[The task]
In the records below, the lines from the one with "Mark a dot on each instance of the aircraft" through the last are to be printed exactly, and nothing else.

☆ ☆ ☆ ☆

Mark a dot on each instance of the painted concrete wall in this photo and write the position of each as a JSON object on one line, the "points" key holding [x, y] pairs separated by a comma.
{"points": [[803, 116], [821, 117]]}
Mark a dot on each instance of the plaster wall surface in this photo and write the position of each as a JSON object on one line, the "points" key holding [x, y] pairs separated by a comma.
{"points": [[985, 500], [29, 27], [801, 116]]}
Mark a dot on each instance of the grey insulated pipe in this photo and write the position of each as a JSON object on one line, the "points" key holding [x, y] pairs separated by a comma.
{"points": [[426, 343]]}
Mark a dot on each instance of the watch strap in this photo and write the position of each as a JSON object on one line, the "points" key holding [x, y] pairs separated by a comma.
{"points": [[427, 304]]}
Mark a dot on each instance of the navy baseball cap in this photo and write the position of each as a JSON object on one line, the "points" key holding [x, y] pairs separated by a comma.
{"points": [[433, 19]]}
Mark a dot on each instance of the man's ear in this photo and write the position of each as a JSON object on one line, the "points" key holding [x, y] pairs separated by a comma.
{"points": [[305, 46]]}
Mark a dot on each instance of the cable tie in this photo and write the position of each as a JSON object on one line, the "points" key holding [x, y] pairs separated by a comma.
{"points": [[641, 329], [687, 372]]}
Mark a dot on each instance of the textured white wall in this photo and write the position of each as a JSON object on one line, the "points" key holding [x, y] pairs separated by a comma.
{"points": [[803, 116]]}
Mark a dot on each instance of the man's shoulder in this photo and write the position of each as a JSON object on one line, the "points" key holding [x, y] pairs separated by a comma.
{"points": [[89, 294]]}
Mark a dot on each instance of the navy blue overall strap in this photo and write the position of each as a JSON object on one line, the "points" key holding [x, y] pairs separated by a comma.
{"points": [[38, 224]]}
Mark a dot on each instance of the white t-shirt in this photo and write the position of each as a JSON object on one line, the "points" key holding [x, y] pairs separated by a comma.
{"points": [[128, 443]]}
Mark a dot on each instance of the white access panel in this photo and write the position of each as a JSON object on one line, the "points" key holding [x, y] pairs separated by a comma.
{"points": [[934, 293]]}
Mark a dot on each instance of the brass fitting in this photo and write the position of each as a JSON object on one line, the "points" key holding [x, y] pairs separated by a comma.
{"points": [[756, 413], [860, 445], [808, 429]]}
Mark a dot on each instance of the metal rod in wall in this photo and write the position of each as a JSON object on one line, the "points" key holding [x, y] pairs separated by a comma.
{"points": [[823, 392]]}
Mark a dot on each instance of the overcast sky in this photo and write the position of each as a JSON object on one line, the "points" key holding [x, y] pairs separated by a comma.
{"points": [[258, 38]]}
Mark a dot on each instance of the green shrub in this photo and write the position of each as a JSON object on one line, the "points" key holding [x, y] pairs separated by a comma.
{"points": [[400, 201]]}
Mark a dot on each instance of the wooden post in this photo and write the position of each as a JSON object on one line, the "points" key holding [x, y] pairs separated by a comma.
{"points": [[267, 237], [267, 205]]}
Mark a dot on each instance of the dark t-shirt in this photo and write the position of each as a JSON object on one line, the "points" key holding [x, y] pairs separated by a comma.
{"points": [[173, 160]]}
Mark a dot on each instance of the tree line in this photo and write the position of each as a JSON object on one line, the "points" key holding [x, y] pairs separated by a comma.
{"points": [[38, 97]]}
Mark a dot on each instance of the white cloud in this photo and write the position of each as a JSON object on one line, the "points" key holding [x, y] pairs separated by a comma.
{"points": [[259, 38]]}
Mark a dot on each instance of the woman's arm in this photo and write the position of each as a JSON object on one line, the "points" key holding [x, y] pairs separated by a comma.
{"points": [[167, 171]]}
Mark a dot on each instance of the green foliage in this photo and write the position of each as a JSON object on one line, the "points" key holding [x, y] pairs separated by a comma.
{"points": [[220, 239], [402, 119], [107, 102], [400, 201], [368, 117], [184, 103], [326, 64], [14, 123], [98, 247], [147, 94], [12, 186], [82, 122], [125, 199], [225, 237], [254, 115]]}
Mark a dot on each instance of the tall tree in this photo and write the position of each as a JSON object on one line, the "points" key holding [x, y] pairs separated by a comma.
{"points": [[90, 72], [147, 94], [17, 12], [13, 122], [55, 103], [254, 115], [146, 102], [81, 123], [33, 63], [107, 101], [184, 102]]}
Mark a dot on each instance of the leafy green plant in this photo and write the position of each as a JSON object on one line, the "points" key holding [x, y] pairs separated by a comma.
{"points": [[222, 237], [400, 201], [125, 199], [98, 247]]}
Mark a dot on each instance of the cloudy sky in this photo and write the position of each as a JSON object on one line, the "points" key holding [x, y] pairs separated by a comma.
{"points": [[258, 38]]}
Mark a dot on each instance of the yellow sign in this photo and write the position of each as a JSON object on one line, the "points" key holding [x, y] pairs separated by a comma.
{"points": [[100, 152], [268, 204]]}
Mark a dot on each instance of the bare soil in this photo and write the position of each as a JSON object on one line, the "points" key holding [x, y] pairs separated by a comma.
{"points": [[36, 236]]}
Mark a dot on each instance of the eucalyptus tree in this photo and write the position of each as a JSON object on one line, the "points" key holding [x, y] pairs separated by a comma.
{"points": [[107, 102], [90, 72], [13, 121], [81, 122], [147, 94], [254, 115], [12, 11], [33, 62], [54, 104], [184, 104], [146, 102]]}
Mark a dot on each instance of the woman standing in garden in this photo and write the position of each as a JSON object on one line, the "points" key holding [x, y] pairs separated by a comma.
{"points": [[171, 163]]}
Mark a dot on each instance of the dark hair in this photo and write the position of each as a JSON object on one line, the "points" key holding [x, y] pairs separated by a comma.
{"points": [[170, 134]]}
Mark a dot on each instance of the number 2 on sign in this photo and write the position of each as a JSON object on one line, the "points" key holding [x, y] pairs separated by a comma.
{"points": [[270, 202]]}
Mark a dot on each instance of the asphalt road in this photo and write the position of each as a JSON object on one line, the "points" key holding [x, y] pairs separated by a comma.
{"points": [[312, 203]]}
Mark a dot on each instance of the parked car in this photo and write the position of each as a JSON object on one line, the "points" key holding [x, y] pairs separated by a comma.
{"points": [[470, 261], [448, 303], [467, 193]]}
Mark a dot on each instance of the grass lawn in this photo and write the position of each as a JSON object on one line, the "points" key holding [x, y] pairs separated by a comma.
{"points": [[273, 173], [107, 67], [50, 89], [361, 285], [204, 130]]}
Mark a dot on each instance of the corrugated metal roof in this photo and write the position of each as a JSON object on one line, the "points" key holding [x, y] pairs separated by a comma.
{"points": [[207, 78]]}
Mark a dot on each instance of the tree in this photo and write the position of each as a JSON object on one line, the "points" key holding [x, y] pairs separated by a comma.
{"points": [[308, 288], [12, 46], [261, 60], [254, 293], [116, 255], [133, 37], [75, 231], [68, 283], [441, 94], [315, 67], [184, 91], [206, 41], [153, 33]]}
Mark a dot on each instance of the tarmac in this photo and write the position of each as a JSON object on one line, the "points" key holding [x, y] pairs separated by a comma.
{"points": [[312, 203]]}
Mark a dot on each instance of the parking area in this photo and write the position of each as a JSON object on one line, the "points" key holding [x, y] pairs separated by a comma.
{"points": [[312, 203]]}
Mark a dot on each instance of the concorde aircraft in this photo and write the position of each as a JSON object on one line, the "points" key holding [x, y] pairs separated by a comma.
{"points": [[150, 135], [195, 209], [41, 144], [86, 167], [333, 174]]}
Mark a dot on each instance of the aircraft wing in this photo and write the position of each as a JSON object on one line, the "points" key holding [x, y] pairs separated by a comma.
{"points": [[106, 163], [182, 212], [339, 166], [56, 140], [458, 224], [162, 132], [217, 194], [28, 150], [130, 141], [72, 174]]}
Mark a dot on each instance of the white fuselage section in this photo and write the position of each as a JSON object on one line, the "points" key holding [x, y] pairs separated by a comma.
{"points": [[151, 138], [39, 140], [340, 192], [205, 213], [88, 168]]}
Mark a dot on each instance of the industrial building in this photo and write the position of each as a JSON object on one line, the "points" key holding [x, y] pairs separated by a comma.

☆ ☆ ☆ ☆

[Output of the task]
Mark a dot on each instance of the aircraft wing in this photo and write the position of each as a JSON object on one line, the "points" key holding [x, y] pairs separated by a comma.
{"points": [[106, 163], [182, 212], [339, 166], [56, 140], [458, 224], [162, 132], [217, 194], [28, 150], [130, 141], [72, 174]]}
Mark a dot on each instance of the white fuselage section in this photo and write the position of each as a JSON object on one line, the "points" key holding [x, y] pairs separated by a comma.
{"points": [[151, 138], [39, 140], [340, 192], [205, 213], [88, 168]]}
Mark a dot on each instance of the industrial building in this photo and write the position of each as a JSON object on one line, the "points" key holding [x, y] pairs separated by a comma.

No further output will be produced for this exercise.